## Text for analysis
I feel that it is much more difficult to let my marriage go. I feel so desperately sorry for him, and he is so dissacociated, he doesn't know. He just knows it's shit, and not why. I suspect that he himself may have been the victim of sexual abuse. He has no memory of his childhood, at all. He has massive issues with his body image, his weight, binge eating etc.

This thread is part of my enlightenment. Thank you all so much. It is a long journey, but I will get there, for me and for my children. I hope my h has the courage to step forward one day too.

ItsGraceAgain · 14/04/2010 16:56

Sal, I'm sorry you're feeling bad today - me, too! I was going to post pretty much the same as Smithfield so, instead, I'll just hold your hand and go "Mmm, it's crap sometimes, isn't it!"

I feel my bad day is the price of beating myself up (mentally) yesterday over how much I'm failing to do ... Which is quite unfair of me, really: nobody could do it all quickly! Since I slept badly last night, I've given myself permission to cheat. Using bitten-off pieces of my sleeping pills, I'm going back to bed whenever I come over all blah - and making sure I use the downtime to feel very sympathetic, caring & compassionate towards myself and Fucky Nell

Saddest you're making great progress and I totally get what you mean about the vastness of your elephant! My brothers and sisters are, I think, seeing parts of it: an ear here, a trunk there ... While I feel it's inappropriate to try & force them to take a step back and look harder, I now make sure I validate any observations they voice - you know, instead of turning it into a joke or pretending nothing happened. I do find it quite reassuring. I think they must do, too, because they listen to what I say.

## Data extract
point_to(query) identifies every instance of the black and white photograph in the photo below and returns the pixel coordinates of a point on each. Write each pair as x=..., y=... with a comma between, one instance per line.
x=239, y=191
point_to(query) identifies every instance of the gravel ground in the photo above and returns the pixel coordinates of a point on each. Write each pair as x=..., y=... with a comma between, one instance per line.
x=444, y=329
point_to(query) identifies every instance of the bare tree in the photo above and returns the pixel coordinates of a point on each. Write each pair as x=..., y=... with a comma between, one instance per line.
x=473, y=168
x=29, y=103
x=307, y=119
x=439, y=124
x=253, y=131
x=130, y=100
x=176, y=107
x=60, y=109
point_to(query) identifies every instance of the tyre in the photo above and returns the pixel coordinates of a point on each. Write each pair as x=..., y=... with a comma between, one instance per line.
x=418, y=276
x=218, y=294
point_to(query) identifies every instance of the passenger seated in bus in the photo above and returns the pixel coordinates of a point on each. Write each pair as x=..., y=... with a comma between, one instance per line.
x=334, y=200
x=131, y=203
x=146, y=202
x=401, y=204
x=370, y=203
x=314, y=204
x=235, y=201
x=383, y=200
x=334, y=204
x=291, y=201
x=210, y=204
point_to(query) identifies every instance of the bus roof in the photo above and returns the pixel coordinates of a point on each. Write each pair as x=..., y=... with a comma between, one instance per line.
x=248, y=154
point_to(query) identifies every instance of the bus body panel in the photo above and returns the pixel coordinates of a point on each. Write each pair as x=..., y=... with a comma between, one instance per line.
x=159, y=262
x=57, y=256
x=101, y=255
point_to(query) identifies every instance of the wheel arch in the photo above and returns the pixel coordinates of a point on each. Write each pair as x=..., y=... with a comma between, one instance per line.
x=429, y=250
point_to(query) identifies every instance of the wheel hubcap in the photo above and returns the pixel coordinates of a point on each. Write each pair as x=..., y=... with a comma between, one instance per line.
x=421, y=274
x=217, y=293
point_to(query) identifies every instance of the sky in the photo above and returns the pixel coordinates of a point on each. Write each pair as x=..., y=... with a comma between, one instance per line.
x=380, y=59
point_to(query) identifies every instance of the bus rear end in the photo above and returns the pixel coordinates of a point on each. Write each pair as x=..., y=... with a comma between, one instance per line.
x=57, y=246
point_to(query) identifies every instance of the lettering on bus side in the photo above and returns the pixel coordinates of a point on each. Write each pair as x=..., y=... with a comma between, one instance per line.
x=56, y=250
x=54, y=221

## Exercises
A. Copy the forum thread from "I feel that" to "one day too.".
B. According to the forum thread, what does the first writer's husband have no memory of?

## Solutions for each task
A.
I feel that it is much more difficult to let my marriage go. I feel so desperately sorry for him, and he is so dissacociated, he doesn't know. He just knows it's shit, and not why. I suspect that he himself may have been the victim of sexual abuse. He has no memory of his childhood, at all. He has massive issues with his body image, his weight, binge eating etc.

This thread is part of my enlightenment. Thank you all so much. It is a long journey, but I will get there, for me and for my children. I hope my h has the courage to step forward one day too.

B. His childhood, at all.